#### Metin bölümü

İslamabad yönetimi Afgan Talibanı'nın Pakistan Talibanı'na cephe almasını istiyor
Pakistan devleti, ABD'nin Afganistan'ı işgaliyle tetiklenen gelişmeler sonucunda ortaya çıkan Pakistan Taliban Hareketi (TTP) örgütüne karşı Afgan Talibanı'ndan kararlı bir tavır almasını talep ediyor.

Oluşturma Tarihi: 2021-09-03 19:44:19

Güncelleme Tarihi: 2021-09-03 19:44:19

Taliban'ın Afganistan'a hakim olmasının ardından, Pakistan devleti için önemli bir sorun olan Pakistan Talibanı'na karşı takınacağı tutum merak konusu oldu. Pakistan, Afganistan topraklarında da barınan örgüte karşı Afgan Talibanı'nın net bir tutum takınmasını istiyor.

Pakistan Taliban Hareketi (TTP) ile Afganistan Talibanı sık sık birbiriyle karıştırılmasına rağmen, örgütsel yapı ve hedefler açısından ayrı gruplar.

ABD'nin 11 Eylül 2001 saldırılarının ardından Afganistan'ı işgal etmesiyle geri çekilen Taliban mensuplarının çoğu, Pakistan'ın Afganistan sınırındaki Aşiretler Bölgesi'ne (FATA) sığındı.

Büyük çoğunluğu Peştunlardan oluşan Afgan Talibanı ile Pakistan'ın kabile bölgelerinde yaşayan Peştunlar arasındaki etkileşim daha da güçlendi.

ABD yönetiminin, Pakistan'a topraklarındaki Afgan Talibanı'na karşı askeri müdahalede bulunması için yaptığı baskılar TTP'nin ortaya çıkacağı şartları hazırladı.

Tarihsel olarak devlet otoritesinin zayıf olduğu dağlık sınır bölgesinde yürütülen operasyonlar kabile bölgelerinde yaşayan halkın tepkisine yol açtı.

Pakistan'ın 2002'de başlattığı Mizan operasyonunu, 2004'te Kaloşa ve 2007'de de Hakikat Yolu operasyonları izledi.

########

* **Kısa alıştırma A**
Listenin başından "[[0, 77, 270, 193]]" geçen satıra kadar, bu satır da dahil olmak üzere, tüm satırları hiç değiştirmeden geri ver. Resimleri yanıta katma.
* **Kısa alıştırma B**
Pakistan Talibanı konulu haber metnini kaldığı yerden devam ettirerek sonraki kısmını yaz.
Yukarıdaki metin ile aşağıdaki liste birbirinden bağımsız iki ayrı malzemedir.

#### İşlenecek malzeme

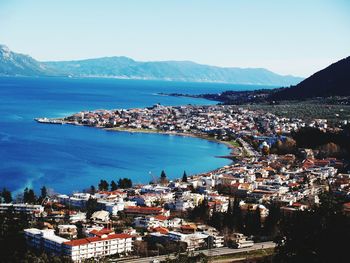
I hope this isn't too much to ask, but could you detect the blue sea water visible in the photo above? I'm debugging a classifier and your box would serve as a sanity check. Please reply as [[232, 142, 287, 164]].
[[0, 77, 270, 193]]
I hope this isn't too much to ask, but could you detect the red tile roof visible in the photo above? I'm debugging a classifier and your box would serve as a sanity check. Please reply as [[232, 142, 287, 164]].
[[63, 234, 132, 247]]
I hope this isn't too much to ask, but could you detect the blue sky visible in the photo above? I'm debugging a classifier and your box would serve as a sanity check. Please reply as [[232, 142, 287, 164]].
[[0, 0, 350, 76]]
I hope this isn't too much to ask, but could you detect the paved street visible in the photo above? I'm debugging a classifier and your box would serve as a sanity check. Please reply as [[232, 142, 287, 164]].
[[111, 241, 276, 263]]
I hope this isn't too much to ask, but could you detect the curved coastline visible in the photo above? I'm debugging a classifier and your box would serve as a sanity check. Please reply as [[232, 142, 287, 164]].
[[103, 127, 235, 160], [35, 118, 236, 182]]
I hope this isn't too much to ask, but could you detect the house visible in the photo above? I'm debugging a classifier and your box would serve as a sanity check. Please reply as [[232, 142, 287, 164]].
[[91, 210, 109, 222], [0, 203, 44, 216], [57, 225, 78, 239], [124, 206, 170, 216], [24, 228, 133, 262]]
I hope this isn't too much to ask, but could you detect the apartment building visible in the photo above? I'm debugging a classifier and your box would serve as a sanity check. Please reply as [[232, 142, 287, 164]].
[[24, 228, 133, 262]]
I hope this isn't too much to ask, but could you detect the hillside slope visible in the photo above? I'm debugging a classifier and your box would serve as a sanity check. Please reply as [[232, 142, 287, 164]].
[[271, 57, 350, 100]]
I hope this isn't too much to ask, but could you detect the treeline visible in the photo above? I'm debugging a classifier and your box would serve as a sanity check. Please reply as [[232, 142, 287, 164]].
[[291, 125, 350, 157], [88, 178, 132, 194], [0, 186, 47, 204], [189, 198, 281, 239], [274, 193, 350, 263]]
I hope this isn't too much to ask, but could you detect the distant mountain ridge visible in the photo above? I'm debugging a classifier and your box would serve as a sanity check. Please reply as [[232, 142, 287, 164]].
[[0, 46, 302, 86], [270, 56, 350, 100]]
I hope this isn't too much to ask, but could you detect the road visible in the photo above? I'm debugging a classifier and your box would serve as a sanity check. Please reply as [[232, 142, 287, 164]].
[[111, 241, 276, 263]]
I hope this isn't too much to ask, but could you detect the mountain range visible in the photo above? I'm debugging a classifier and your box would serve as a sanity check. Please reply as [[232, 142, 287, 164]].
[[0, 45, 303, 86], [270, 56, 350, 100]]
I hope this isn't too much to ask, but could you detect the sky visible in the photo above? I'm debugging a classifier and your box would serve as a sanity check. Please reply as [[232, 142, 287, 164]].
[[0, 0, 350, 77]]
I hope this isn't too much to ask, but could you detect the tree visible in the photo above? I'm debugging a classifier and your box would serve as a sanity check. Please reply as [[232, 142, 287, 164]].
[[40, 186, 47, 199], [98, 180, 109, 191], [190, 198, 210, 223], [245, 207, 261, 235], [89, 185, 96, 195], [160, 170, 168, 185], [118, 178, 132, 189], [23, 187, 36, 204], [111, 180, 118, 191], [86, 197, 98, 219], [1, 188, 12, 203], [182, 171, 187, 183], [264, 204, 281, 237]]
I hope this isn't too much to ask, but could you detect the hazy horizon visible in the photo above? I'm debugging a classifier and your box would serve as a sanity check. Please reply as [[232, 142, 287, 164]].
[[0, 0, 350, 77]]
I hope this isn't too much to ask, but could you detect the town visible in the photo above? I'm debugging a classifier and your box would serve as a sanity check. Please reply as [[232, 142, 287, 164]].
[[0, 104, 350, 262]]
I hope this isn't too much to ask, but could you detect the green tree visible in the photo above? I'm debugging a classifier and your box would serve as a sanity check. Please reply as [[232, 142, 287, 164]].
[[40, 186, 47, 199], [182, 171, 187, 183], [159, 170, 168, 185], [23, 187, 36, 204], [190, 198, 210, 223], [111, 181, 118, 191], [89, 185, 96, 195], [98, 180, 109, 191], [1, 188, 12, 203], [275, 193, 350, 263], [245, 207, 261, 235]]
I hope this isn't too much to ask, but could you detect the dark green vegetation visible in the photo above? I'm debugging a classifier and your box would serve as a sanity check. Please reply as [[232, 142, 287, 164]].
[[241, 102, 350, 124], [170, 57, 350, 109], [271, 57, 350, 100], [275, 194, 350, 263], [0, 46, 302, 86]]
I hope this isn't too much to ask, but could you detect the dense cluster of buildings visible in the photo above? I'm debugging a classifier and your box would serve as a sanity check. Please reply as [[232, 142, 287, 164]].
[[0, 105, 350, 261], [65, 104, 316, 140]]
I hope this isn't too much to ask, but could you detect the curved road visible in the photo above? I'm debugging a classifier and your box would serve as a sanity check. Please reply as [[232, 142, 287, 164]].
[[111, 241, 276, 263]]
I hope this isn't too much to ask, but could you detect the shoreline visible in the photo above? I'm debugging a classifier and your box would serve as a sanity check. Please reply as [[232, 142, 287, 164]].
[[39, 118, 236, 162], [104, 126, 235, 160]]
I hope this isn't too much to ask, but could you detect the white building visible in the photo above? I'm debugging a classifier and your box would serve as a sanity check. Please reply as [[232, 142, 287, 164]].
[[24, 228, 133, 262], [62, 234, 133, 261], [0, 203, 44, 215]]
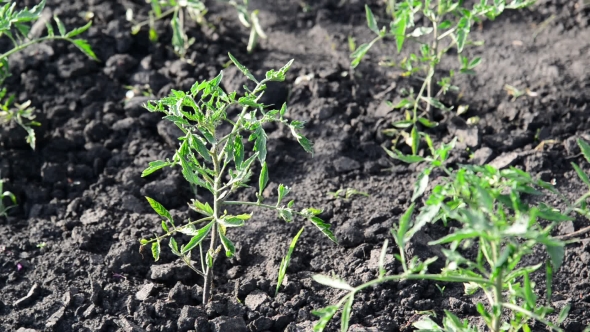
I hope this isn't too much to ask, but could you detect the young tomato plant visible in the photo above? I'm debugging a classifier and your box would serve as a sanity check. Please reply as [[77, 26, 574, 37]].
[[141, 54, 336, 303], [351, 0, 534, 155], [0, 0, 98, 149], [126, 0, 266, 58], [0, 177, 16, 217], [314, 137, 590, 332]]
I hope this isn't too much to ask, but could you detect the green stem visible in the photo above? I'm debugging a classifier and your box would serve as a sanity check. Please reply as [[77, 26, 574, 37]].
[[500, 303, 563, 332], [144, 217, 213, 245], [203, 145, 223, 305]]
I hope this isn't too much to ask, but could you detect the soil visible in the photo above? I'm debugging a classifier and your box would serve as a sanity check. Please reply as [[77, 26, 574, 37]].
[[0, 0, 590, 332]]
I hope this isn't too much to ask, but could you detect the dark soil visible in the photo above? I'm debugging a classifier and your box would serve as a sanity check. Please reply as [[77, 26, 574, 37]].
[[0, 0, 590, 332]]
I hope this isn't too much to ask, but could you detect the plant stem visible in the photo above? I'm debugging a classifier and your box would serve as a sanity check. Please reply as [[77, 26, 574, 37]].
[[426, 15, 440, 121], [203, 145, 223, 305], [492, 268, 504, 332]]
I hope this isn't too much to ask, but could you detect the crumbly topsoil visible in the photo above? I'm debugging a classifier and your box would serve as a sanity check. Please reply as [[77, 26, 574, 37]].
[[0, 0, 590, 332]]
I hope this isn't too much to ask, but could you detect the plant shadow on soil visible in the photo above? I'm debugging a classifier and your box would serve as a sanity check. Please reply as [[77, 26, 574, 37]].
[[0, 0, 590, 332]]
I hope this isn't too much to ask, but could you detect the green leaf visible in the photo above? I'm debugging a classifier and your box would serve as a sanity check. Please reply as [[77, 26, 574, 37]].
[[557, 303, 571, 325], [311, 305, 338, 332], [218, 214, 252, 227], [418, 117, 438, 128], [189, 135, 213, 162], [152, 241, 160, 262], [395, 13, 412, 53], [227, 53, 258, 83], [65, 21, 92, 38], [311, 274, 354, 291], [53, 16, 66, 36], [277, 183, 291, 206], [275, 227, 305, 296], [365, 5, 379, 34], [350, 42, 374, 68], [180, 221, 215, 255], [145, 196, 174, 225], [218, 228, 236, 257], [192, 199, 213, 216], [383, 147, 426, 164], [340, 293, 354, 332], [411, 126, 420, 156], [254, 126, 267, 163], [457, 17, 471, 53], [72, 39, 99, 61], [408, 27, 434, 38], [572, 163, 590, 188], [411, 168, 430, 202], [234, 135, 244, 170], [45, 21, 55, 37], [467, 57, 481, 69], [258, 161, 268, 202], [309, 216, 338, 243], [578, 138, 590, 163], [396, 203, 416, 241], [524, 273, 537, 310], [141, 160, 172, 177]]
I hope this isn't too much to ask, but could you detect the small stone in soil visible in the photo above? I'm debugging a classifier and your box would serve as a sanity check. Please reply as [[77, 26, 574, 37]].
[[244, 290, 269, 311], [135, 283, 155, 301], [168, 281, 191, 305], [333, 157, 361, 173], [471, 147, 494, 165], [14, 284, 41, 307], [209, 316, 248, 332]]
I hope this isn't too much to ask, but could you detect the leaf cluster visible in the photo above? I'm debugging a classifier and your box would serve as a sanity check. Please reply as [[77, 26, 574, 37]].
[[350, 0, 534, 155], [141, 54, 336, 302], [0, 0, 98, 149], [126, 0, 266, 58], [314, 140, 590, 332]]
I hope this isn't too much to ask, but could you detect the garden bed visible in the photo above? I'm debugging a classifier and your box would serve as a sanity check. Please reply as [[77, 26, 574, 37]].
[[0, 0, 590, 332]]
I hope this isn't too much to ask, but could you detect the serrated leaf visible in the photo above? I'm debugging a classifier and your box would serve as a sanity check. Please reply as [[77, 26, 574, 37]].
[[311, 274, 354, 291], [145, 196, 174, 224], [53, 16, 66, 36], [309, 216, 338, 243], [365, 5, 379, 34], [181, 221, 215, 255], [141, 160, 171, 177], [152, 241, 160, 262], [218, 229, 236, 257], [218, 214, 252, 227], [227, 53, 258, 83]]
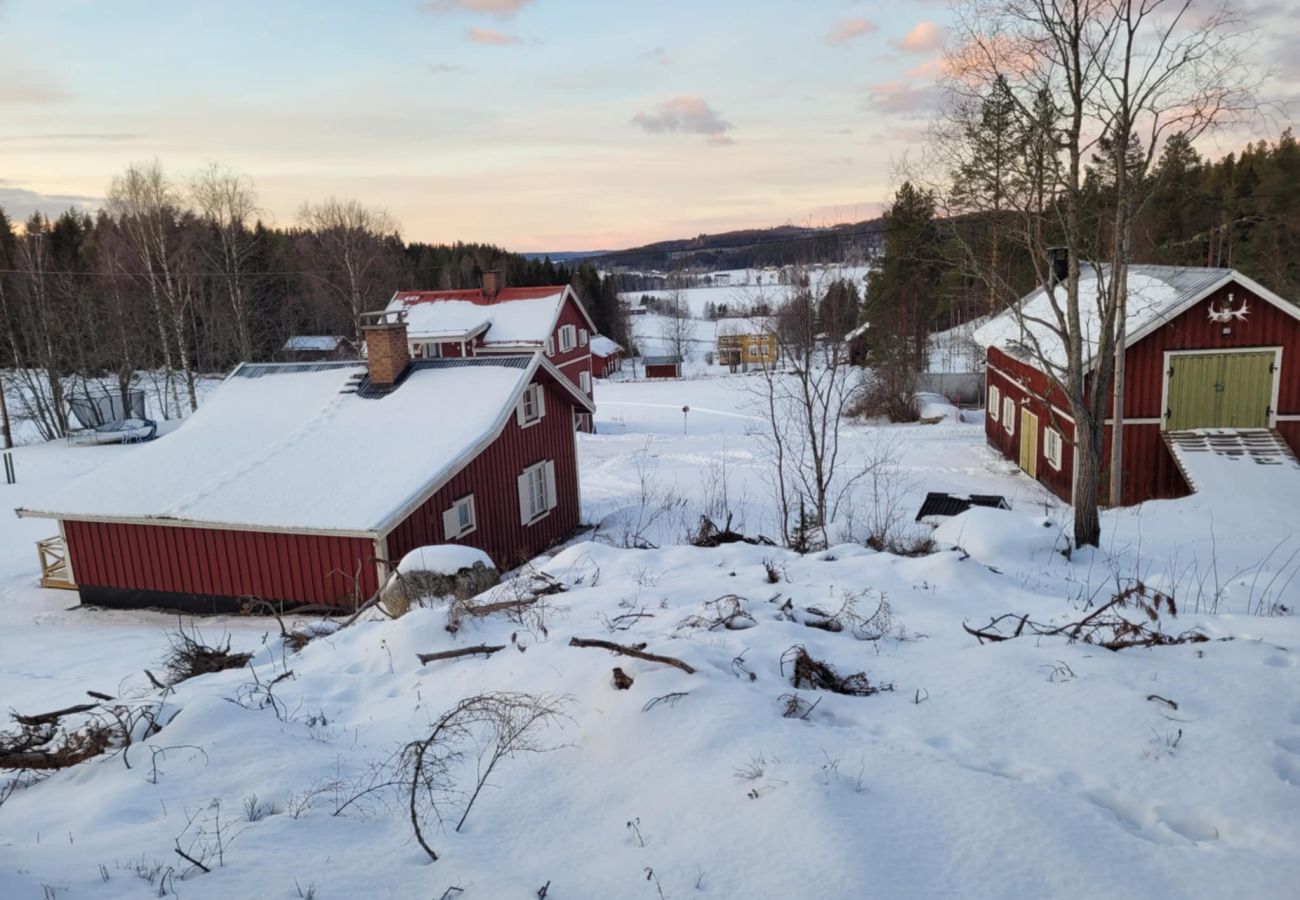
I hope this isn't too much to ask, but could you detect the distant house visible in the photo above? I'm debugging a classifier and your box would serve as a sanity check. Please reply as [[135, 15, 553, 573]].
[[641, 356, 681, 378], [387, 272, 595, 430], [974, 265, 1300, 505], [18, 317, 594, 611], [716, 316, 780, 371], [280, 334, 356, 363], [592, 334, 623, 378]]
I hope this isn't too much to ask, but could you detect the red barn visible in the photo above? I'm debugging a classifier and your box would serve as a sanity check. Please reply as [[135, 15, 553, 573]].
[[387, 272, 595, 430], [18, 313, 593, 611], [975, 265, 1300, 505], [592, 334, 623, 378]]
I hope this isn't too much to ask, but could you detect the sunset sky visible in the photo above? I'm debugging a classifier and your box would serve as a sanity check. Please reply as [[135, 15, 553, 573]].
[[0, 0, 1300, 251]]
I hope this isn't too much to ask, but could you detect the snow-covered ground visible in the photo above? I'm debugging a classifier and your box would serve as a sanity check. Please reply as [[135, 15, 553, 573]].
[[0, 369, 1300, 900]]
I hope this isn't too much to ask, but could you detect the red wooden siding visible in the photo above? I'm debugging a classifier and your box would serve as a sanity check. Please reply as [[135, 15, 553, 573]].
[[387, 381, 579, 567], [62, 520, 377, 606]]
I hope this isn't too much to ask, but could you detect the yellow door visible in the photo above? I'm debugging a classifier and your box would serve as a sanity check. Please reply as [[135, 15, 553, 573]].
[[1165, 350, 1274, 432], [1021, 408, 1039, 479]]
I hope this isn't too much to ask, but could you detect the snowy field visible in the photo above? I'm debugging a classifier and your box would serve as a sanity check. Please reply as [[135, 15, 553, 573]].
[[0, 367, 1300, 900]]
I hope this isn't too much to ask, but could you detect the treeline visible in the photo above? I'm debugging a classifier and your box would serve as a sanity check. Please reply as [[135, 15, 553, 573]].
[[0, 163, 625, 437], [863, 125, 1300, 371]]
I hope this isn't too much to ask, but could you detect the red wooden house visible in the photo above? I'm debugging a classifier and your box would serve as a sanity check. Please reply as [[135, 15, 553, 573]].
[[975, 265, 1300, 505], [18, 313, 593, 611], [387, 272, 595, 430]]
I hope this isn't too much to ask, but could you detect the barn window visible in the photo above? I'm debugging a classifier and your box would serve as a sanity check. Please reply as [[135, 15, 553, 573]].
[[515, 385, 546, 428], [1043, 427, 1063, 471], [519, 459, 555, 525], [442, 494, 478, 541]]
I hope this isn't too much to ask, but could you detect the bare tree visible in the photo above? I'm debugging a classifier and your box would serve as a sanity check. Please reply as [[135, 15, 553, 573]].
[[190, 163, 257, 360], [936, 0, 1258, 545], [298, 196, 398, 341]]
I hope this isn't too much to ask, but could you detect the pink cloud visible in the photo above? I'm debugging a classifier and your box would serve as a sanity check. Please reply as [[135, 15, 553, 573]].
[[465, 27, 519, 47], [894, 22, 948, 53], [826, 18, 879, 47]]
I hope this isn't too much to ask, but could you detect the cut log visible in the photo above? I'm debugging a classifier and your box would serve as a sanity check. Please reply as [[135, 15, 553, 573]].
[[569, 637, 696, 675]]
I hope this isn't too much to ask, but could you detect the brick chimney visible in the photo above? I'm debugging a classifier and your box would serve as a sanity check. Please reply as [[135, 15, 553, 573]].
[[361, 310, 411, 386]]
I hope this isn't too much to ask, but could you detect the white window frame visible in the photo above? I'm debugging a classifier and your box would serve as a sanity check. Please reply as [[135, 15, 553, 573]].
[[442, 494, 478, 541], [516, 459, 556, 525], [1043, 425, 1065, 472], [515, 385, 546, 428]]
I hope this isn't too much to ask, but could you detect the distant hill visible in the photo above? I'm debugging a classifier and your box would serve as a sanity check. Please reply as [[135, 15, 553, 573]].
[[525, 218, 884, 269]]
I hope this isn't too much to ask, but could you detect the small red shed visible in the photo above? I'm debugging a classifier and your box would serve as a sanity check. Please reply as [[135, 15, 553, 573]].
[[975, 265, 1300, 505], [18, 313, 593, 611]]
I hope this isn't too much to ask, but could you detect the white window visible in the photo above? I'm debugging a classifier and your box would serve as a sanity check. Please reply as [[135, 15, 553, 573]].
[[515, 385, 546, 428], [442, 494, 478, 541], [517, 459, 555, 525], [1043, 425, 1063, 471]]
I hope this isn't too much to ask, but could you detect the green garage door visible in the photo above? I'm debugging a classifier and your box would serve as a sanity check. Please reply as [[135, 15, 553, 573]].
[[1166, 350, 1274, 432]]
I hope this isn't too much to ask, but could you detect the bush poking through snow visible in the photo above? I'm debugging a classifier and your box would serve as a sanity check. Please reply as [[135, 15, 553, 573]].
[[781, 644, 893, 697], [399, 692, 568, 862], [962, 581, 1209, 652], [163, 623, 252, 685]]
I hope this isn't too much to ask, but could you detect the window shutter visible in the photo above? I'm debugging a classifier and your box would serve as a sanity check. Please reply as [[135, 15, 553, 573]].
[[515, 471, 530, 525], [546, 460, 559, 510]]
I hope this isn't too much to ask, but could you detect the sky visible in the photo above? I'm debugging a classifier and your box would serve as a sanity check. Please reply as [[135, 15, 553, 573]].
[[0, 0, 1300, 251]]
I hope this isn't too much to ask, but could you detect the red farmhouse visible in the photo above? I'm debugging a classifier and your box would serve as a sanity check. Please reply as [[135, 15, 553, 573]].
[[387, 272, 595, 430], [18, 313, 593, 611], [975, 265, 1300, 505]]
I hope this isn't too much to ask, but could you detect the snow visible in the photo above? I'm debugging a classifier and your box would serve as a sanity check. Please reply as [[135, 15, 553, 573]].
[[389, 291, 564, 343], [398, 544, 497, 575], [0, 361, 1300, 900], [974, 264, 1231, 369], [16, 359, 532, 533]]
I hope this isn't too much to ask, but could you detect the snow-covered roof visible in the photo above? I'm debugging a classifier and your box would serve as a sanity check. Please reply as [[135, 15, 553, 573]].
[[20, 354, 589, 536], [972, 264, 1300, 369], [387, 285, 595, 346], [283, 334, 348, 351], [592, 334, 623, 356]]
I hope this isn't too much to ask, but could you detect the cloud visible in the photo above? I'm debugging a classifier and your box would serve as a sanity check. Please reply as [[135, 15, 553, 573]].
[[465, 27, 519, 47], [894, 22, 948, 53], [0, 182, 104, 222], [632, 95, 735, 144], [420, 0, 533, 18], [826, 18, 879, 47]]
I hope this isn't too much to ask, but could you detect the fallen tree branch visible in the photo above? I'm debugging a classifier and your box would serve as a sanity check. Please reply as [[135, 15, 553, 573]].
[[415, 644, 506, 666], [569, 637, 696, 675]]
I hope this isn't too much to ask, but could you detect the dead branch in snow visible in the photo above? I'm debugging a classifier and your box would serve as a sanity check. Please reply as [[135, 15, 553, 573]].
[[962, 581, 1209, 652], [781, 644, 893, 697], [569, 637, 696, 675], [415, 644, 506, 666]]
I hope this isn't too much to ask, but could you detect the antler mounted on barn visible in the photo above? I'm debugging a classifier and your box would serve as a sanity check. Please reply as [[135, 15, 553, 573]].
[[1209, 294, 1251, 325]]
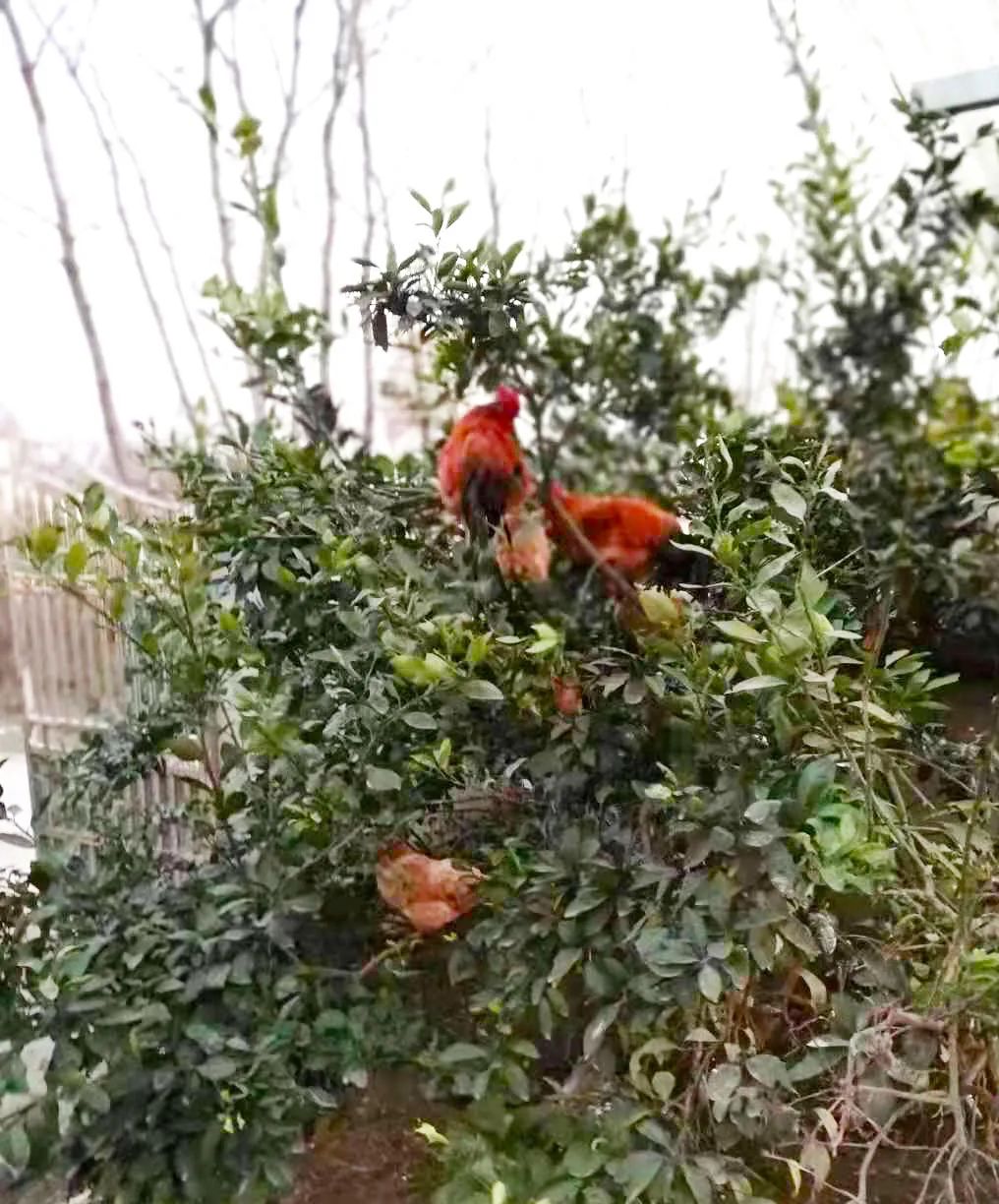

########

* **Doğru yanıt A**
I hope this isn't too much to ask, but could you detect the blue sea water visible in the photo above? I'm debugging a classifier and your box would serve as a sanity check. Please reply as [[232, 142, 287, 164]].
[[0, 77, 270, 193]]

* **Doğru yanıt B**
ABD'nin Pakistan topraklarındaki kabile bölgelerine düzenlediği hava saldırıları yerel toplulukların öfkesini İslamabad'a da yöneltmesine sebep oldu.

Bölgedeki bazı gruplar silahlı örgütlenmeye giderek TTP'nin ortaya çıkacağı süreci hazırladı.

TTP'nin gelişimi

Pakistan ordusunun Temmuz 2007'de başkent İslamabad'daki Lal Mescid'de bulunan militanlara yönelik Sessizlik Operasyonu düzenlenmesinin ardından irili ufaklı 13 örgütün birleşimiyle Aralık 2007'de Beytullah Mesud'un liderliğinde TTP kuruldu.

TTP, amacını silahlı mücadele ile Pakistan hükümetini devirmek ve İslam'ın yasa ve hükümlerinin geçerli olduğu bir ülke kurmak olarak tanımladı.

Pakistan, 2008'de TTP'yi terör örgütü ilan etti.

Pakistan'ın ardından TTP 2010'da ABD, 2011'de de İngiltere ve Kanada tarafından terör örgütü ilan edildi.

Ağustos 2009'da örgütün lideri Beytullah Mesud'un ABD'nin hava saldırısı sonucu ölmesinin ardından grupta liderlik için tartışmalar yaşandı.

TTP'ye bağlı çeşitli örgütler arasında çıkan liderlik tartışması iç çatışmaya ve takip eden yıllarda bazı önemli kişilerin ve TTP bünyesindeki örgütlerin terör örgütü DEAŞ'a katılmasına yol açtı.

TTP'nin sivilleri hedef alan saldırıları gerek bünyesindeki farklı örgütler gerek de toplum tarafından tepkiyle karşılandı.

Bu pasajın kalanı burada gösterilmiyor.